- **Aim**: Copy every record exactly, and keep the pictures out.

- **Entries**:
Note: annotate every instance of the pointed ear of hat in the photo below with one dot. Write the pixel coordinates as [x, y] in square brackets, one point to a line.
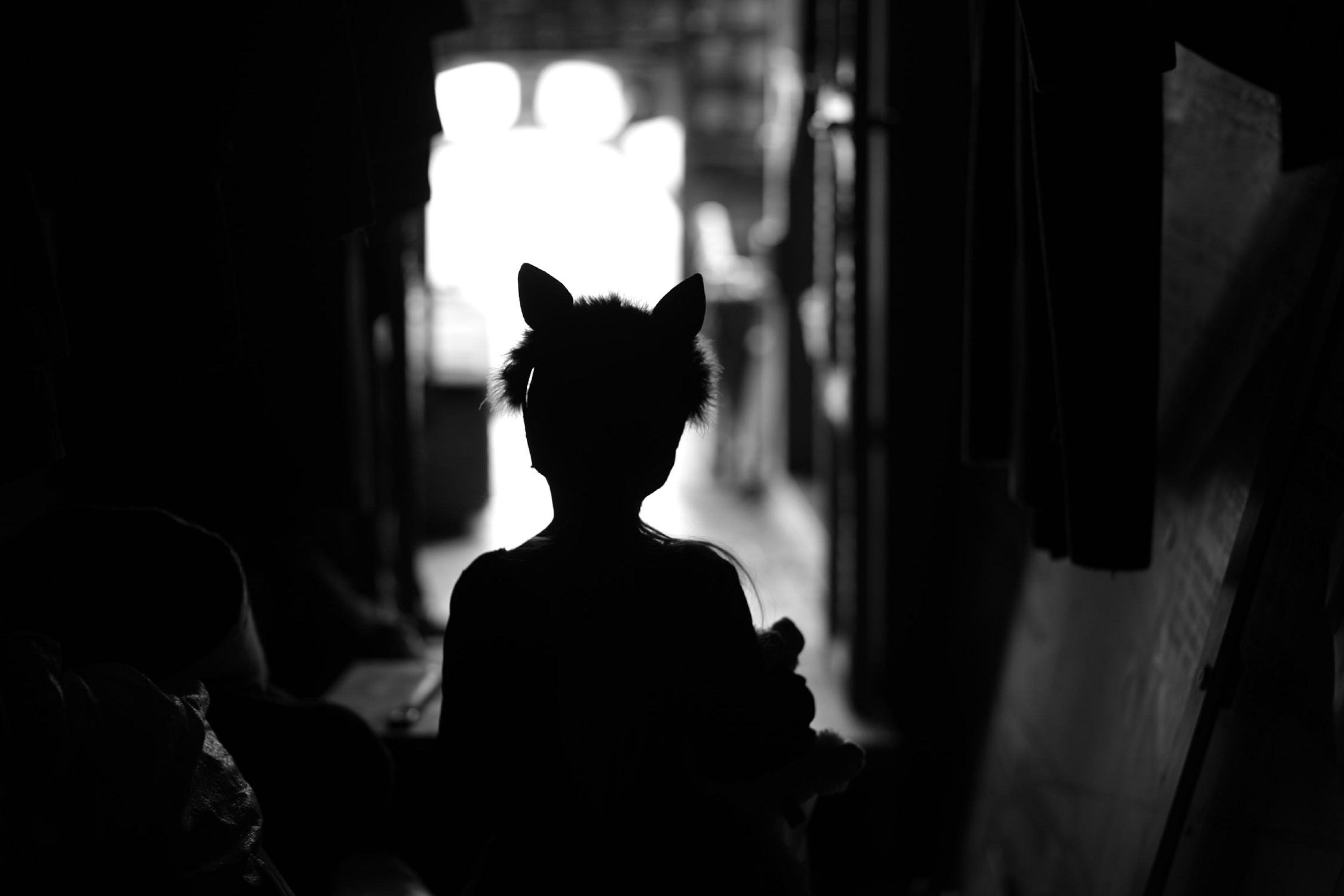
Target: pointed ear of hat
[681, 314]
[545, 302]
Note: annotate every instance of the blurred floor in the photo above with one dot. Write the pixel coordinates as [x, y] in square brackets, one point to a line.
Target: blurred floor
[776, 535]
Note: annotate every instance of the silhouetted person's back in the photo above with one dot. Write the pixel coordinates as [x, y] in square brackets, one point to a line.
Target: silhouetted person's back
[601, 679]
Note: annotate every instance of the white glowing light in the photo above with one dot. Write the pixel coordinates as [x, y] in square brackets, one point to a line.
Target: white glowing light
[656, 148]
[582, 100]
[478, 100]
[578, 211]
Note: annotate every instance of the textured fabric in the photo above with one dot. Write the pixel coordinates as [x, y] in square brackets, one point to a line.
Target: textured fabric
[113, 784]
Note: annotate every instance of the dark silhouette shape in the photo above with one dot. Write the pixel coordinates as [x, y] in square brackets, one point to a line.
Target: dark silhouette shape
[612, 719]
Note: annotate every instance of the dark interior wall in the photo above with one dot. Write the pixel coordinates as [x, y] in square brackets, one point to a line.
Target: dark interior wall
[1103, 683]
[941, 543]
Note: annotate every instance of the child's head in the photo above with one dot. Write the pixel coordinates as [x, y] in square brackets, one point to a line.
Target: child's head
[607, 386]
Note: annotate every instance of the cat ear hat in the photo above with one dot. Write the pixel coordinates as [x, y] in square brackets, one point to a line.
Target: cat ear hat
[607, 386]
[594, 342]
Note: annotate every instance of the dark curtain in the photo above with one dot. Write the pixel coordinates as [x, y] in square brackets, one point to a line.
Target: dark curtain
[1064, 271]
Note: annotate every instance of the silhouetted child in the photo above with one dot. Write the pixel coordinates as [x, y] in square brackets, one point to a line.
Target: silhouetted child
[612, 720]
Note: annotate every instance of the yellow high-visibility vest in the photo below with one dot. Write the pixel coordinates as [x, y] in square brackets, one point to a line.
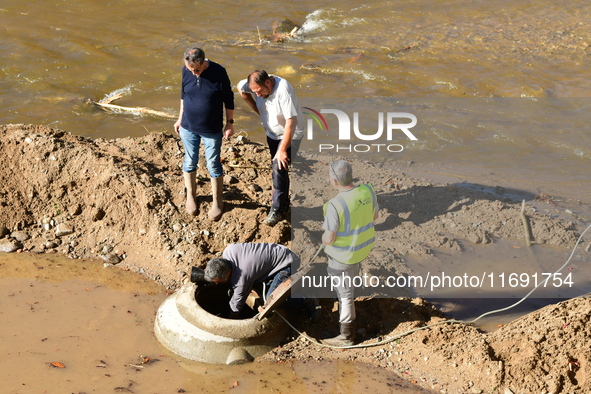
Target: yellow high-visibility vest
[356, 234]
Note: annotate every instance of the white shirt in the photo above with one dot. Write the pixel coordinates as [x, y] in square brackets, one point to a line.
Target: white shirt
[281, 104]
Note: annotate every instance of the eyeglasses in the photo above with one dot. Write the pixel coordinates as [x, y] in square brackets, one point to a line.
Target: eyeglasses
[196, 70]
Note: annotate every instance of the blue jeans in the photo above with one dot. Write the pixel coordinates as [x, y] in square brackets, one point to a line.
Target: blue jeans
[213, 149]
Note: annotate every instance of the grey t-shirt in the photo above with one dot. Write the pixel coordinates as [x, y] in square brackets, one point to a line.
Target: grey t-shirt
[253, 263]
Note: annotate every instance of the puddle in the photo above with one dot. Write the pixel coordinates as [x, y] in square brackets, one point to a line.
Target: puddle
[510, 272]
[73, 326]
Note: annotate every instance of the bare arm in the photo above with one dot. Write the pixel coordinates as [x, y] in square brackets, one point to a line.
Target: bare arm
[229, 129]
[281, 155]
[177, 124]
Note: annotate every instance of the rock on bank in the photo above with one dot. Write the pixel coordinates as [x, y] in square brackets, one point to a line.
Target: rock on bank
[123, 200]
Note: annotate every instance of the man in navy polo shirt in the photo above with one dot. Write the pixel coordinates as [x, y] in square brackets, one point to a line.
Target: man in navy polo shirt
[206, 91]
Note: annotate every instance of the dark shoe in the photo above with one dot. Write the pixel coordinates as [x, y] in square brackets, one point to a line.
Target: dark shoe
[346, 338]
[274, 217]
[314, 309]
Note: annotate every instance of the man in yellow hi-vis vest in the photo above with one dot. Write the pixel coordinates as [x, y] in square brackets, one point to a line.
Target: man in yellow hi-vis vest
[348, 237]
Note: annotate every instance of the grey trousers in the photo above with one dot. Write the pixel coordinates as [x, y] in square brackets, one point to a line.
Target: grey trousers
[345, 290]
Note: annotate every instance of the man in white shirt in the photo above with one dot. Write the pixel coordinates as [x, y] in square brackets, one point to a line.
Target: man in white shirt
[274, 99]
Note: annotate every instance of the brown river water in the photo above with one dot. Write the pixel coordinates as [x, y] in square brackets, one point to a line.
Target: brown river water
[500, 90]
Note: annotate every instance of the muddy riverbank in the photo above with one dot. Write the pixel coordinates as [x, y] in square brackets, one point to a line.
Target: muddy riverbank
[122, 201]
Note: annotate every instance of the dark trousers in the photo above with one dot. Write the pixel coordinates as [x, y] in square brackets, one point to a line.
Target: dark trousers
[281, 177]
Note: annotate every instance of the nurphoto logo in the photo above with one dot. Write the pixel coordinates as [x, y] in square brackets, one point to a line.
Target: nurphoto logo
[390, 126]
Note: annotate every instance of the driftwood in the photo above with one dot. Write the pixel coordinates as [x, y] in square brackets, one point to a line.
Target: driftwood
[526, 226]
[106, 104]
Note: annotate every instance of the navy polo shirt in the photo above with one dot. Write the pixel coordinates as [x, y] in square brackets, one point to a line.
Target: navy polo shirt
[204, 98]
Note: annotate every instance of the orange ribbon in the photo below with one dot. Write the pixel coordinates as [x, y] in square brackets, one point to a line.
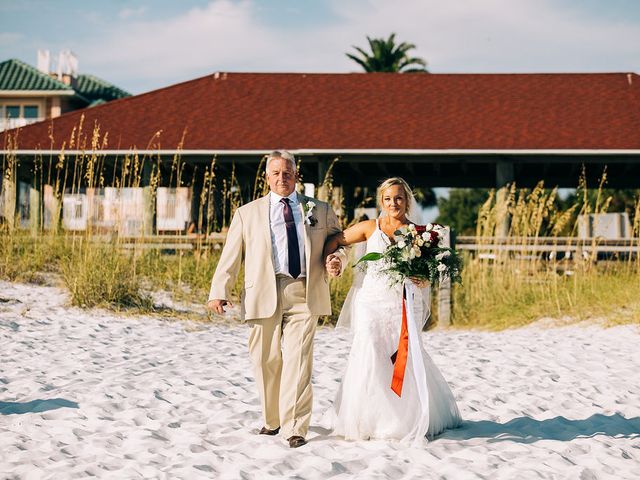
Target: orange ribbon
[400, 357]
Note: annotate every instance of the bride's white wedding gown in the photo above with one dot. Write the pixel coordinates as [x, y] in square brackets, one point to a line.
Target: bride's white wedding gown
[365, 406]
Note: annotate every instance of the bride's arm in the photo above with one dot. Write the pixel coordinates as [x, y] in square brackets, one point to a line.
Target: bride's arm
[359, 232]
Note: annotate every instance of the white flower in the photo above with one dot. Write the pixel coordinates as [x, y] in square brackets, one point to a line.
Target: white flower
[442, 255]
[309, 212]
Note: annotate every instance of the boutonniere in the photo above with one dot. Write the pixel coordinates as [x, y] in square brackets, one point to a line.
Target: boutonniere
[309, 219]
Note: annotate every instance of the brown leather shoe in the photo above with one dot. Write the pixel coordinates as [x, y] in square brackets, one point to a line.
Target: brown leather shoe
[266, 431]
[296, 441]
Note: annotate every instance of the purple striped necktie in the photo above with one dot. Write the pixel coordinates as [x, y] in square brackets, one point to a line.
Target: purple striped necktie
[293, 249]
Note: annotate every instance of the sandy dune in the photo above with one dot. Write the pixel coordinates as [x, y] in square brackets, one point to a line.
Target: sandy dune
[90, 393]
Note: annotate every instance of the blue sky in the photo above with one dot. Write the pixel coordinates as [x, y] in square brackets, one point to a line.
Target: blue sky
[146, 44]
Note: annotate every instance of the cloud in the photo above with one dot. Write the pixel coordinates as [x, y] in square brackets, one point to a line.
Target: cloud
[461, 36]
[10, 38]
[126, 13]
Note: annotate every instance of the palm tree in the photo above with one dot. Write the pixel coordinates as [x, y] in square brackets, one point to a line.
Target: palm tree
[386, 56]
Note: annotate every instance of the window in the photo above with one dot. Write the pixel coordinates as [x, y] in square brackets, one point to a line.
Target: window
[12, 111]
[30, 111]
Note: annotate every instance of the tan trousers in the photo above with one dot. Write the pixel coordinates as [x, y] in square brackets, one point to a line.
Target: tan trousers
[281, 349]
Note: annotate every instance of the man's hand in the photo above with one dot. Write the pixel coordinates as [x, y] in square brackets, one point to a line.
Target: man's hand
[218, 305]
[333, 265]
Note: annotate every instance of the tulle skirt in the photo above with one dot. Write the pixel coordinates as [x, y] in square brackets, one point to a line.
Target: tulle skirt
[365, 406]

- **Response**:
Note: annotate every instance of the pointed ear of hat in the photo below with one dot. Write the pixel coordinates as [x, y] in square brackets, one point to a line.
Target: pointed ear of hat
[681, 314]
[545, 302]
Note: annotate every instance of the blurred floor in the photo above with one dot. Write the pixel coordinates as [x, y] in square brackets, one point to a line.
Target: blurred floor
[776, 535]
Note: annotate every instance of the silhouetted person's back in the photo above with one dot. Write the pixel coordinates as [x, y] in square brackets, one point to a line.
Target: silhouetted person's back
[601, 679]
Note: annotate every instance of the white glowing light in the photo above with one dot. Write the pixel coordinates as [x, y] in square brackets, one point to a line.
Target: white glowing light
[656, 148]
[582, 100]
[478, 100]
[578, 211]
Note: annotate every instance of the textured fabric in the photo above with one dot. Write the pixel coordinates as [x, y] in square brackets, one point to a line.
Target: textured fabric
[113, 784]
Note: annotate every instance of the dark silhouette shape in the photo above with one dot. Write the pixel coordinates as [x, y] in square brackets, one point to a line.
Target: dark silhouette shape
[612, 719]
Note: annotate every instance of the dark interior wall in the photo above with one dot. Write the pixel coordinates as [x, y] in square brackets, one point to a line.
Target: dark interior wall
[1103, 683]
[941, 543]
Note: annotate every instance of the child's head in the photo above with one dot. Write the pixel coordinates as [x, y] in square brackets, one point to a line.
Target: child's head
[607, 386]
Note: annotate every instance of the cat ear hat in the photo above with one dot. Write the pixel coordinates as [x, y] in square brackets, one point to a line.
Target: cat ear hat
[607, 386]
[594, 342]
Note: annotate every instance of the dark curtain in the photo above with one dot. Write the pixel coordinates as [x, y] in square brackets, one point to a line.
Target: dark curtain
[1064, 271]
Note: annotate every instance of the silhouetted child in the photo above with one dot. Write the pixel coordinates as [x, y] in square brackets, one point to a line.
Target: silhouetted child
[612, 720]
Note: annotate every instance of the yellow high-visibility vest in the photo below with one dot. Write the pixel coordinates as [x, y] in square brackets, one point to a line.
Target: yellow high-visibility vest
[356, 234]
Note: annotate every instance of the white shirt in the photo above with one dot. Write the pixel coordinates as [x, y] in square brackets, one point to a line.
Target: white shirt
[281, 104]
Note: annotate every instance of the eyeglasses in the photo above with one dot. Write the pixel coordinates as [x, y] in square brackets, one point to a line.
Target: eyeglasses
[196, 70]
Note: annotate every instance of the blue jeans in the photo above with one dot. Write the pixel coordinates as [x, y] in square brackets, one point to a line.
Target: blue jeans
[213, 149]
Note: annotate every instance of the grey t-shirt in the photo above with one dot. Write the pixel coordinates as [x, y] in square brackets, one point to a line.
Target: grey t-shirt
[253, 263]
Note: annotate every instance of the puddle in the photo above with one dot. Write the pixel coordinates as [x, y] in square brackets, one point to a line.
Target: puddle
[510, 272]
[73, 326]
Note: annotate every instance of the bare arm in the photo above with one dot. Write the pixel coordinates as [x, y] in square brackets, one point to a line.
Target: bare arm
[229, 129]
[281, 155]
[177, 124]
Note: annotate every instance of the rock on bank in the photo above with one dot. Write the pixel coordinates as [x, y] in square brackets, one point to a line.
Target: rock on bank
[123, 200]
Note: annotate every instance of the man in navy polo shirt in the photo above with one dot. Write the pixel coordinates as [x, y] in square brackets, one point to a line.
Target: man in navy polo shirt
[206, 91]
Note: annotate every instance of the dark shoe in the photo above with one dot. Write the pixel coordinates as [x, y] in square brackets, one point to a line.
Target: dark shoe
[346, 338]
[274, 217]
[314, 309]
Note: annotate every instance of the man in yellow hi-vis vest in the photo above with one dot. Write the pixel coordinates as [x, y] in square brackets, one point to a line.
Target: man in yellow hi-vis vest
[348, 237]
Note: annotate every instance of the grey trousers in the photo above with one dot. Write the pixel coordinates as [x, y] in square brackets, one point to a line.
Target: grey trousers
[345, 290]
Note: annotate every instance of the man in white shirt in the photo above with one dot. Write the pixel coordinates as [x, y] in square brackets, one point to a line.
Target: man in white shirt
[274, 99]
Note: annotate every instance of the brown river water in the photo above with one dot. Write the pixel coordinates as [x, y] in square brackets, one point to a line.
Target: brown river water
[500, 90]
Note: annotate every instance of the muddy riverbank in the photo above with one dot. Write the pixel coordinates as [x, y] in square brackets, one point to a line.
Target: muddy riverbank
[122, 201]
Note: annotate every instance of the dark trousers in the photo above with one dot. Write the pixel coordinates as [x, y] in square brackets, one point to a line.
Target: dark trousers
[281, 177]
Note: annotate every instance of the nurphoto logo in the photo above with one dot. Write the pixel coordinates as [x, y] in square brackets, one point to a line.
Target: nurphoto logo
[390, 126]
Note: annotate every instance of the driftwood in the photo above with one dot. Write the pixel coordinates as [x, y] in square brackets, one point to a line.
Target: driftwood
[526, 226]
[106, 104]
Note: annotate every instance of the navy polo shirt in the photo above with one dot. Write the pixel coordinates as [x, y] in square brackets, one point to a line.
Target: navy polo shirt
[204, 98]
Note: annotate every instance of the orange ribbon in the photo below with one dot. Write the pixel coordinates as [x, y] in square brackets, one point to a line.
Target: orange ribbon
[400, 357]
Note: annotate every instance of the bride's white wedding gown in the photo above with one dot. Write the pixel coordinates as [x, y] in square brackets, one point to a line.
Target: bride's white wedding gown
[365, 406]
Note: annotate every instance of the bride's arm in the photo above with one dot. Write the pixel coordinates as [x, y] in square brackets, one point to a line.
Target: bride's arm
[359, 232]
Note: annotate every instance of the white flower in the photo above with one dot. Write the pixel coordinates as [x, y] in square brackets, one point to a line.
Target: white flower
[442, 255]
[309, 212]
Note: annotate every instance of the boutonniere in the photo above with one dot. Write the pixel coordinates as [x, y] in square brackets, one point to a line.
Target: boutonniere
[309, 219]
Note: annotate every instance of the brown leather shoe in the photo above with one dot. Write the pixel coordinates as [x, y] in square brackets, one point to a line.
Target: brown leather shoe
[266, 431]
[296, 441]
Note: annotate every instance of the purple striped necktie in the photo above with one dot. Write the pixel coordinates as [x, y] in square brackets, one point to a line.
Target: purple striped necktie
[293, 249]
Note: annotate every instance of the sandy dune in the photo above with one dot. Write the pixel coordinates as [x, y] in square brackets, one point to a line.
Target: sandy dune
[90, 393]
Note: annotate every instance of the blue sky in the photo above with one dot. Write the pixel coordinates as [x, y] in square brackets, one point to a line.
Target: blue sky
[146, 44]
Note: annotate every instance of the cloud in the photo above with one dot. Write the pixel coordinates as [x, y] in square brackets, one point to a line.
Target: cloud
[461, 36]
[10, 38]
[126, 13]
Note: annotate every instance of the palm tree in the photo above with one dot. Write the pixel coordinates as [x, y] in square brackets, one point to a line.
Target: palm tree
[386, 56]
Note: annotate every instance of the window in the photo above with one dot. Write the pixel coordinates as [x, y] in square brackets, one point to a line.
Target: window
[12, 111]
[30, 111]
Note: annotate every instance of the tan trousers in the photo above with one dot. Write the pixel coordinates as [x, y] in square brackets, one point to a line.
Target: tan trousers
[281, 349]
Note: annotate every instance of the man's hand in the photo above with one dot. Write the pixel coordinates as [x, y] in square brackets, one point to a line.
Target: man's hand
[218, 305]
[333, 265]
Note: annotate every instance of the tulle skirt in the photo above with one dot. Write the pixel coordinates as [x, y] in square brackets, one point to a line.
Target: tulle skirt
[365, 406]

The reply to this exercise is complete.